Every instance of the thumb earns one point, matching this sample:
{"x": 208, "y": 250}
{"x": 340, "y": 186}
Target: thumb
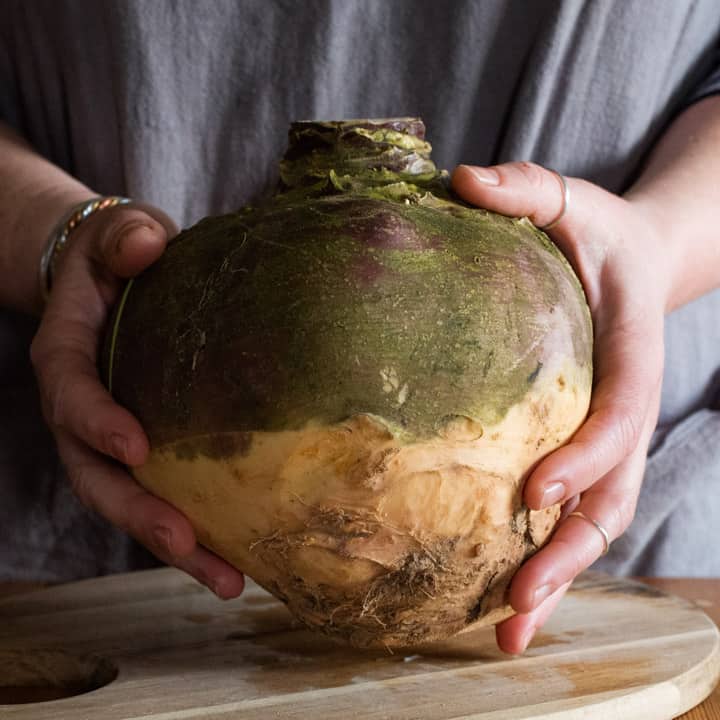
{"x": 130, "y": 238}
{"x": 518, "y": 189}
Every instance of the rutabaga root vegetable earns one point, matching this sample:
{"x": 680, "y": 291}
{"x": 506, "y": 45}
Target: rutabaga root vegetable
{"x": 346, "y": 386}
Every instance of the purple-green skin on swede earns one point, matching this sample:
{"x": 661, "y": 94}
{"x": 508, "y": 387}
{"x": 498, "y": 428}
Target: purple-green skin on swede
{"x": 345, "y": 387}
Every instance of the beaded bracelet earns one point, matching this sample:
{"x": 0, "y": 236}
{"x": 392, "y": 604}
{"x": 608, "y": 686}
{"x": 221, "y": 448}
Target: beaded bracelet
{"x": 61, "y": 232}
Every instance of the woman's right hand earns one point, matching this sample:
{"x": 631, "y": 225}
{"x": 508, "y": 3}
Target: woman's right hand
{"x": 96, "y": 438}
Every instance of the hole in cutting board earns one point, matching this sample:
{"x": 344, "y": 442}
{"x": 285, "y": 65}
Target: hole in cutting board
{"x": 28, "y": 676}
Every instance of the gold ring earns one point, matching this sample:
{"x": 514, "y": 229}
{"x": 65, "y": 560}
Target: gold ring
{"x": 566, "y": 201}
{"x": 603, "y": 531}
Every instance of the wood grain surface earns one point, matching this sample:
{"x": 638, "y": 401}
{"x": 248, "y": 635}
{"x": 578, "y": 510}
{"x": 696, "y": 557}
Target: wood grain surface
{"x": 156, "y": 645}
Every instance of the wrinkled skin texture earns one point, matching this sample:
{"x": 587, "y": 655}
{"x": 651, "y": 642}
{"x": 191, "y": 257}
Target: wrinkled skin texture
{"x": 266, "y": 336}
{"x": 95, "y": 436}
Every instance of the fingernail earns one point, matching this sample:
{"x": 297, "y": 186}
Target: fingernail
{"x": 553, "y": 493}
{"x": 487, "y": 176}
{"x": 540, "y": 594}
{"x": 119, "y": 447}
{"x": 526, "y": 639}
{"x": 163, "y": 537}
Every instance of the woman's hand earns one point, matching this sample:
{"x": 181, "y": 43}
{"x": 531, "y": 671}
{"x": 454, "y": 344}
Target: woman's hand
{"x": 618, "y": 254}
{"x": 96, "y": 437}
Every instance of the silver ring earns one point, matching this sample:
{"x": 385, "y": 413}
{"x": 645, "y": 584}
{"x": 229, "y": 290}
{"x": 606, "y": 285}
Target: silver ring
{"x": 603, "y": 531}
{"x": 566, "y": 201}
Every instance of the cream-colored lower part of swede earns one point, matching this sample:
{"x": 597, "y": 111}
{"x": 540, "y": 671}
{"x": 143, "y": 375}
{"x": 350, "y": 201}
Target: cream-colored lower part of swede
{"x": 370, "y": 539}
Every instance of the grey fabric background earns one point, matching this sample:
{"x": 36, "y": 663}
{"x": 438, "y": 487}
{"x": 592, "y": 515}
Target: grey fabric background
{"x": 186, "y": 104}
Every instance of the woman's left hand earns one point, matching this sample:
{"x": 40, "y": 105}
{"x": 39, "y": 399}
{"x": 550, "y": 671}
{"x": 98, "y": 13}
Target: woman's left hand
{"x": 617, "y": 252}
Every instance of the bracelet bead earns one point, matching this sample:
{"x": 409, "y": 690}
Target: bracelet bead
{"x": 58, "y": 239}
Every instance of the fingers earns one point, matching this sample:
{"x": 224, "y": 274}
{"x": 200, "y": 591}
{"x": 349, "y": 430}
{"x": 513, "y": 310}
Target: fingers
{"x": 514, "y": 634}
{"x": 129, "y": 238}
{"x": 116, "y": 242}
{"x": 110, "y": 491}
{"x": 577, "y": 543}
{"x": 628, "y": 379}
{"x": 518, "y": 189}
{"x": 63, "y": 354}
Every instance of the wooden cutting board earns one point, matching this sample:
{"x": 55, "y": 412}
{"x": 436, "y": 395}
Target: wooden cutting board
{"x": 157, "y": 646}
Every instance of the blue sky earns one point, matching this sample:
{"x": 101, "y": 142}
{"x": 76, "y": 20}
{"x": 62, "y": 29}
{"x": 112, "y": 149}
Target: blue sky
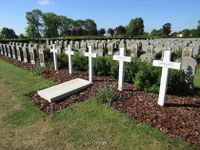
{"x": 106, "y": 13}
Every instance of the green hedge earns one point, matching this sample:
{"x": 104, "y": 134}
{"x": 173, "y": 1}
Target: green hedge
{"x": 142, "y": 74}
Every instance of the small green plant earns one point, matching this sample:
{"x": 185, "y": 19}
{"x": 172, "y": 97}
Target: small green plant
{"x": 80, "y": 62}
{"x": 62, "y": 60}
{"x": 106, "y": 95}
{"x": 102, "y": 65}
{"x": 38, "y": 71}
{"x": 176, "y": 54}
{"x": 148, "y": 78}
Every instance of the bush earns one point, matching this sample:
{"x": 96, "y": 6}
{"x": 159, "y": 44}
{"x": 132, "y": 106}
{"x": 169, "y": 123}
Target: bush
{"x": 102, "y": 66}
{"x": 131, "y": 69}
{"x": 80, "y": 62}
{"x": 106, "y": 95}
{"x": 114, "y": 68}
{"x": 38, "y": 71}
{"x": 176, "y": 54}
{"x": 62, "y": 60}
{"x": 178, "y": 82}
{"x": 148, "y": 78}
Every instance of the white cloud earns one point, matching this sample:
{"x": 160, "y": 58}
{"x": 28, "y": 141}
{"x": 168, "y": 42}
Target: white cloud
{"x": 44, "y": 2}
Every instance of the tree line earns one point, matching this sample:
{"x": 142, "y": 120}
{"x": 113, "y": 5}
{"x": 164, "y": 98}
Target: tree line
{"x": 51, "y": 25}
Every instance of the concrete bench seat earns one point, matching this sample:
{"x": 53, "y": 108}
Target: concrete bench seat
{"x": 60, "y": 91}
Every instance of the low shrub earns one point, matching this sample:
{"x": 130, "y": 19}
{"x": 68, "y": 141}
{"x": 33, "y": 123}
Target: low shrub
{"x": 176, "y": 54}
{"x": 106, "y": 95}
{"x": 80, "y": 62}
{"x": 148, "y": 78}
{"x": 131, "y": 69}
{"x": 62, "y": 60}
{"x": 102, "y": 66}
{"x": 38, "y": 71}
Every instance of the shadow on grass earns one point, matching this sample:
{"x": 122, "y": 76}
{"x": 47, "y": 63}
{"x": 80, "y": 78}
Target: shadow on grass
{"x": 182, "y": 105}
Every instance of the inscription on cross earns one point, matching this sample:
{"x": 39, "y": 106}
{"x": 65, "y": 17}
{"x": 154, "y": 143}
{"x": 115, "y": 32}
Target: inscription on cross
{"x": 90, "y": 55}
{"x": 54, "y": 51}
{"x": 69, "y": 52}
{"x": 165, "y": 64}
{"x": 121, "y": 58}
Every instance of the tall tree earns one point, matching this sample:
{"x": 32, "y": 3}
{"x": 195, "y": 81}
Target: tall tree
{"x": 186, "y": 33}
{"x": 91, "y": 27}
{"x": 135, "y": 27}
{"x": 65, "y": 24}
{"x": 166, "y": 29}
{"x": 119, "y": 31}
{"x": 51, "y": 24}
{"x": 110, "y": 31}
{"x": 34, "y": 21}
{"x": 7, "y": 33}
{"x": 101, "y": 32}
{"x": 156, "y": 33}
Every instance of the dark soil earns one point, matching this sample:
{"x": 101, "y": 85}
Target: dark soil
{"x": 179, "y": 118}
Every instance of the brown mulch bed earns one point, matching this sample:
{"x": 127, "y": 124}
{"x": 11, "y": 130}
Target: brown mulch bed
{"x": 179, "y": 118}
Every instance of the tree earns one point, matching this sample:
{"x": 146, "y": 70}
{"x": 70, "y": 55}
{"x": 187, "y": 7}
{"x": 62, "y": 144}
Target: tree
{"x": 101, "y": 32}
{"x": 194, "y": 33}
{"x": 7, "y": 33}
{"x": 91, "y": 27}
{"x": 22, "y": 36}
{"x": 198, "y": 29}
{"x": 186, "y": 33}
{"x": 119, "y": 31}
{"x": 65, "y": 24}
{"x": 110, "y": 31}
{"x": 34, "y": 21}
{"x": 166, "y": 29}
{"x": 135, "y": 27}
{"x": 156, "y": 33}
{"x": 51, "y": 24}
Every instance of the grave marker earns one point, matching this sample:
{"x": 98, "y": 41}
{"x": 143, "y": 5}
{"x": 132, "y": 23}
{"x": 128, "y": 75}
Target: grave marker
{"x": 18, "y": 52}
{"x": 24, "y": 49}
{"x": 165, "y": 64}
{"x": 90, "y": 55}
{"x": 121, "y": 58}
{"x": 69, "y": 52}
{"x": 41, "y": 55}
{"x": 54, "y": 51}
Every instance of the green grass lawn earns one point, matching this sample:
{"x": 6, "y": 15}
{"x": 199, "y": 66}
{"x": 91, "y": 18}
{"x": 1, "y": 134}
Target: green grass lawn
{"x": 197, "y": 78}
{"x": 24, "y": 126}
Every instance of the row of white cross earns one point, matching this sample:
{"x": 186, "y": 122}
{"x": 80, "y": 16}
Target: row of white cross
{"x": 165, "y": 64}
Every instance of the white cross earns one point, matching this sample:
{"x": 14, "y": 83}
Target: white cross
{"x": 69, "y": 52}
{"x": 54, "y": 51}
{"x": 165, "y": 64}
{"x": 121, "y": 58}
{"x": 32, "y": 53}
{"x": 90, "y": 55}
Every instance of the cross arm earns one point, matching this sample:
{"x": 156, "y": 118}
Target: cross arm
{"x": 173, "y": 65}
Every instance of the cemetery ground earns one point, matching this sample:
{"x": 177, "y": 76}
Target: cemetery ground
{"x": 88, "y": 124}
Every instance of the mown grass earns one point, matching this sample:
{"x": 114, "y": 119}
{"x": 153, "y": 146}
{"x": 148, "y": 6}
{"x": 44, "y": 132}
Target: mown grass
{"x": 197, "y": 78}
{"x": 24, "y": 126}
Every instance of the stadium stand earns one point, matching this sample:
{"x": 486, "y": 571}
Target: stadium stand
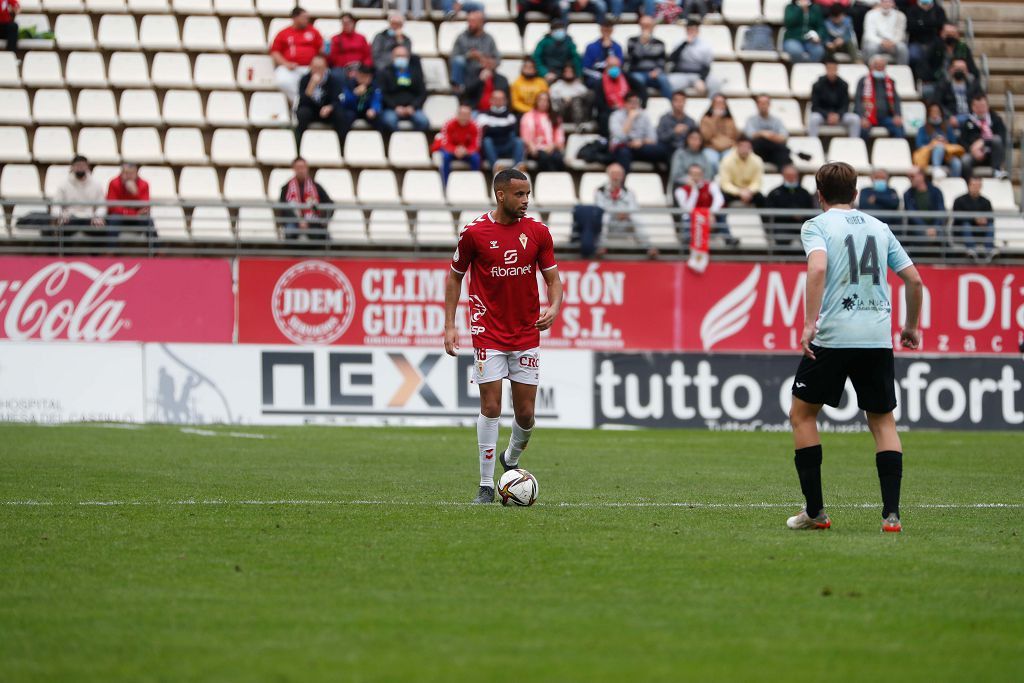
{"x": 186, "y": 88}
○ ○ ○ ○
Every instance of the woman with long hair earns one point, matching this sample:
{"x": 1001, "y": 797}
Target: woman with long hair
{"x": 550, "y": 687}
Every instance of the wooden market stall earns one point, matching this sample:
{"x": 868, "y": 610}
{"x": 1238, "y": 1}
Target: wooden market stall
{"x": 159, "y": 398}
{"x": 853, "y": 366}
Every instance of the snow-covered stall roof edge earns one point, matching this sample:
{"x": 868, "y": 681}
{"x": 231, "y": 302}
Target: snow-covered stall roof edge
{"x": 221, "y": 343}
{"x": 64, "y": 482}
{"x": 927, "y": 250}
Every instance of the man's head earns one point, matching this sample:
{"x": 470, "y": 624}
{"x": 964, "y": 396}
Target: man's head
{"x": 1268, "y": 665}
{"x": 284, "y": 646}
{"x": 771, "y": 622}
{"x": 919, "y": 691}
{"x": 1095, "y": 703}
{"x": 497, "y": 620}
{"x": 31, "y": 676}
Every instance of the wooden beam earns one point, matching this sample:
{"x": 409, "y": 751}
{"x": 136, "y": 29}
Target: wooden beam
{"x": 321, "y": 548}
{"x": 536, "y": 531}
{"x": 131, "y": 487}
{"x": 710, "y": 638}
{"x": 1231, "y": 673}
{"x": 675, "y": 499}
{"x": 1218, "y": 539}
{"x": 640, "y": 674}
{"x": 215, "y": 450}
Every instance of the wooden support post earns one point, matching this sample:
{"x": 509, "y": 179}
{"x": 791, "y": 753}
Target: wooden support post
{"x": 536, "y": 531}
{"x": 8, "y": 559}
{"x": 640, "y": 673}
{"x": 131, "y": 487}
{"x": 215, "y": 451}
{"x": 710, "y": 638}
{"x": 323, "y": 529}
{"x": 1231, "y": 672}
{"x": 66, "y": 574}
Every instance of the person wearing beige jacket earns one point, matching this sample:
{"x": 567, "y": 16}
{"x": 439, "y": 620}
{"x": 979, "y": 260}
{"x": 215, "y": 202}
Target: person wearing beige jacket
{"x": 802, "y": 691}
○ ○ ○ ○
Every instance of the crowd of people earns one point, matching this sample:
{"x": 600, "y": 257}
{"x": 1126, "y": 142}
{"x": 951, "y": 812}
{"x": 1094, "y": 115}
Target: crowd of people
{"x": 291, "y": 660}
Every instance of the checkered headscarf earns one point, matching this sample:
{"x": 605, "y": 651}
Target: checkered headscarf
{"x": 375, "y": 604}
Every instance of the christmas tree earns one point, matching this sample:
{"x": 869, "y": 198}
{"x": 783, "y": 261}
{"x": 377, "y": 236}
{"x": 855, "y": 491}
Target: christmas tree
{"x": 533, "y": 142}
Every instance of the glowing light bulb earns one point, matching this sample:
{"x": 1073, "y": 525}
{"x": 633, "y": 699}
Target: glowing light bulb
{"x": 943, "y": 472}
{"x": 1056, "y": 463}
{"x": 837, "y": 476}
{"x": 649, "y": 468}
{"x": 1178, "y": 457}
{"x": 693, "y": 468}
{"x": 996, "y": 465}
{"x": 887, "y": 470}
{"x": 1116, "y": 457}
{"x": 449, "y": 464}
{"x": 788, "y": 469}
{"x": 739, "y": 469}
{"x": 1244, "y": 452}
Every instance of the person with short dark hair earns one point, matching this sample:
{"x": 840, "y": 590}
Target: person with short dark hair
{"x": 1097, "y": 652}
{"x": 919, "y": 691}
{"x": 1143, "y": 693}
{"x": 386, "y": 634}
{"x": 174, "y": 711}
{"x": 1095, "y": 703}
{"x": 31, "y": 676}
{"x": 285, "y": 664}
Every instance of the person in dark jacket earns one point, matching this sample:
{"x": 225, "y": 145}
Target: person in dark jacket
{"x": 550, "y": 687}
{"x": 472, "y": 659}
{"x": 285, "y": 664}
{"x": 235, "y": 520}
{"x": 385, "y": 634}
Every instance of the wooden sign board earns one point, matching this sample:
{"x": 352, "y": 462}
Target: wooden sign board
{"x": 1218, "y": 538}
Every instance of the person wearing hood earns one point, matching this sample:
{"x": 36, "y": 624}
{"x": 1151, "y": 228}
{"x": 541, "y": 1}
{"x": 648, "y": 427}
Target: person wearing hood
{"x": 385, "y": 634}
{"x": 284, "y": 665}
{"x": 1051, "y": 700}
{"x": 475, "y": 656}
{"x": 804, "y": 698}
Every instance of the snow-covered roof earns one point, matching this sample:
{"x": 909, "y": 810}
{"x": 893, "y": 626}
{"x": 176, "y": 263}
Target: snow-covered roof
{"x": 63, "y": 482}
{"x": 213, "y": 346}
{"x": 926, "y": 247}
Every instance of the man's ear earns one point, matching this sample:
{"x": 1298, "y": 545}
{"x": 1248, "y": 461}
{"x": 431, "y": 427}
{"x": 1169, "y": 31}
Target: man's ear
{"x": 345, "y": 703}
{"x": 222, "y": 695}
○ ○ ○ ○
• [Problem statement]: Collect every line of the records that contains the word "thumb". Case counts, so match it only with the same capitalization.

• [Written response]:
Every instance of the thumb earns one point, matching this sample:
Target: thumb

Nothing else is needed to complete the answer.